Problem statement => Swap "separate parts" for "distinct pieces" everywhere it occurs in the material below, and give the material back with nothing else changed.

Outline records =>
· · · · · · ·
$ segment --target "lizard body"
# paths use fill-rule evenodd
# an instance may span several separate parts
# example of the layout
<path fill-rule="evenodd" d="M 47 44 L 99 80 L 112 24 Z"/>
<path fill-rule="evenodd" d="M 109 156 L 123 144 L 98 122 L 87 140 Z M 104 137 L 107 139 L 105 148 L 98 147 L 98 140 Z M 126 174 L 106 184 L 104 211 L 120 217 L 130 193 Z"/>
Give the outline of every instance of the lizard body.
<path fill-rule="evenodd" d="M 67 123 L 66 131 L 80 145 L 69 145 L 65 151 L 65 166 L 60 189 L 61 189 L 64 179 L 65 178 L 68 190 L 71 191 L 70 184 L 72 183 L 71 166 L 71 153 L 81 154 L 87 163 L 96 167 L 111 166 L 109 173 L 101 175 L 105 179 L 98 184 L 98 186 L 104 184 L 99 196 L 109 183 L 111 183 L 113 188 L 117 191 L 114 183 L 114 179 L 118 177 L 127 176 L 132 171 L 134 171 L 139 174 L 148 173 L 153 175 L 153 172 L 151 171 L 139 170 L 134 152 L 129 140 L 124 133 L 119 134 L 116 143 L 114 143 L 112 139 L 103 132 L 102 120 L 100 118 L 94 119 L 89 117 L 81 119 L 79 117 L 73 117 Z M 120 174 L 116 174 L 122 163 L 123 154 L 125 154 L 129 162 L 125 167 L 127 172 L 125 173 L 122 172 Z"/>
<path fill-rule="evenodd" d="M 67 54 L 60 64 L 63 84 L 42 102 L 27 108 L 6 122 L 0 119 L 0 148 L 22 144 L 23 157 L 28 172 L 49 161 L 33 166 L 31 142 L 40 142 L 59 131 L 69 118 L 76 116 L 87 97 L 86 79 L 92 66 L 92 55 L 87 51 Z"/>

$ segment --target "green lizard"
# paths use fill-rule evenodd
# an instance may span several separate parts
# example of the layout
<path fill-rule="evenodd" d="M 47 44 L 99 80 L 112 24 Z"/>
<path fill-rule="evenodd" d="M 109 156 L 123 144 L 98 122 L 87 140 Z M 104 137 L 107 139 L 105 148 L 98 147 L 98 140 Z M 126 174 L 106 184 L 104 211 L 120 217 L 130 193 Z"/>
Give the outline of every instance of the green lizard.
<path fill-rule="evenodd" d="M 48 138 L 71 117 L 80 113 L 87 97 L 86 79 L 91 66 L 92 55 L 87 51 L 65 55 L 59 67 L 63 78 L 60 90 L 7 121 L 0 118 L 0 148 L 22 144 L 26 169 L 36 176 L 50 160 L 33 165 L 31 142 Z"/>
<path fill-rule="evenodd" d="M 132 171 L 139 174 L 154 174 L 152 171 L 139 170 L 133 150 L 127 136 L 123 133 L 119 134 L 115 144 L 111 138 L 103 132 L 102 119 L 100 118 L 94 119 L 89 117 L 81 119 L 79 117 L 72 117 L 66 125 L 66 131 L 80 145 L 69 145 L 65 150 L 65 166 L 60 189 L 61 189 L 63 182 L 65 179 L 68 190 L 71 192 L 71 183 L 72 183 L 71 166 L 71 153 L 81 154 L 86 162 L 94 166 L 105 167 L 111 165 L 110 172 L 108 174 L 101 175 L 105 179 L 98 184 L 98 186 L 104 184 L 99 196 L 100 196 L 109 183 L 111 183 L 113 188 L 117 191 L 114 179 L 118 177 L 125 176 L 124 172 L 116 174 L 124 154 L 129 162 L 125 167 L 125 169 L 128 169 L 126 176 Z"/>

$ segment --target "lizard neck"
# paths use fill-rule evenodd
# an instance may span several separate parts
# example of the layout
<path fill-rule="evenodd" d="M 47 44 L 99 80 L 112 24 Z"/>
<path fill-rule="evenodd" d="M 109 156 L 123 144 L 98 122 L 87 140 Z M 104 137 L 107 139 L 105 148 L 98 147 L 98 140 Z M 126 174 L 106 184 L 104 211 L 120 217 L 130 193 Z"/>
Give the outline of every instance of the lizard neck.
· · · · · · ·
Answer to the task =>
$ segment --target "lizard body"
# paths use fill-rule evenodd
# an instance may span several distinct pieces
# example of the layout
<path fill-rule="evenodd" d="M 47 44 L 99 80 L 112 24 Z"/>
<path fill-rule="evenodd" d="M 109 156 L 123 144 L 98 122 L 87 140 Z M 104 137 L 107 139 L 105 148 L 98 147 L 98 140 Z M 126 174 L 106 184 L 104 211 L 120 217 L 130 193 Z"/>
Give the outline of every instance of the lizard body.
<path fill-rule="evenodd" d="M 67 123 L 66 131 L 80 145 L 69 145 L 65 151 L 65 166 L 60 189 L 61 189 L 64 179 L 65 178 L 68 190 L 71 191 L 70 184 L 72 183 L 71 166 L 71 153 L 81 154 L 87 163 L 96 167 L 111 166 L 109 173 L 101 175 L 105 179 L 98 184 L 98 186 L 104 184 L 99 196 L 109 183 L 111 183 L 113 188 L 117 191 L 114 183 L 114 179 L 118 177 L 127 176 L 132 171 L 134 171 L 139 174 L 148 173 L 153 175 L 153 172 L 151 171 L 139 170 L 134 152 L 129 140 L 124 133 L 119 134 L 116 143 L 114 143 L 112 139 L 103 132 L 102 120 L 100 118 L 94 119 L 89 117 L 81 119 L 79 117 L 73 117 Z M 120 174 L 116 174 L 122 163 L 123 154 L 125 154 L 129 162 L 125 167 L 127 172 L 125 173 L 122 172 Z"/>
<path fill-rule="evenodd" d="M 67 54 L 60 64 L 63 84 L 42 102 L 27 108 L 6 122 L 0 119 L 0 148 L 22 144 L 23 157 L 28 172 L 49 161 L 33 166 L 31 142 L 40 142 L 59 131 L 69 118 L 76 116 L 87 97 L 86 79 L 92 66 L 92 55 L 87 51 Z"/>

$ segment --target "green lizard"
# paths use fill-rule evenodd
# an instance may span several distinct pieces
# example of the layout
<path fill-rule="evenodd" d="M 47 44 L 99 80 L 112 24 Z"/>
<path fill-rule="evenodd" d="M 109 156 L 123 144 L 98 122 L 87 140 Z M 104 137 L 107 139 L 105 148 L 98 147 L 98 140 Z M 126 174 L 106 184 L 104 211 L 120 217 L 130 193 Z"/>
Give the outline of every instance of the green lizard.
<path fill-rule="evenodd" d="M 48 138 L 71 117 L 80 113 L 87 97 L 86 79 L 91 66 L 92 55 L 87 51 L 65 55 L 59 67 L 63 78 L 60 90 L 7 121 L 0 118 L 0 148 L 22 144 L 26 169 L 36 176 L 50 160 L 33 165 L 31 142 Z"/>
<path fill-rule="evenodd" d="M 132 171 L 139 174 L 154 174 L 152 171 L 139 170 L 133 150 L 127 136 L 123 133 L 119 134 L 115 144 L 111 138 L 103 132 L 102 119 L 100 118 L 94 119 L 89 117 L 81 119 L 79 117 L 72 117 L 66 125 L 66 131 L 80 145 L 69 145 L 65 150 L 65 166 L 60 189 L 61 189 L 63 182 L 65 179 L 68 190 L 71 192 L 71 183 L 72 183 L 71 166 L 71 153 L 81 154 L 86 162 L 94 166 L 105 167 L 111 165 L 110 172 L 108 174 L 101 175 L 105 179 L 98 184 L 98 186 L 104 184 L 99 196 L 100 196 L 109 183 L 111 183 L 113 188 L 117 191 L 114 179 L 118 177 L 125 176 L 124 172 L 116 174 L 124 154 L 129 162 L 125 167 L 125 169 L 128 169 L 126 176 Z"/>

$ segment --target "lizard neck"
# paths use fill-rule evenodd
# an instance may span several distinct pieces
# example of the layout
<path fill-rule="evenodd" d="M 47 44 L 99 80 L 112 24 Z"/>
<path fill-rule="evenodd" d="M 109 156 L 123 144 L 98 122 L 87 140 Z M 104 137 L 107 139 L 105 148 L 98 147 L 98 140 Z M 126 174 L 106 184 L 104 211 L 120 217 L 130 193 Z"/>
Give the outline of every instance of the lizard neck.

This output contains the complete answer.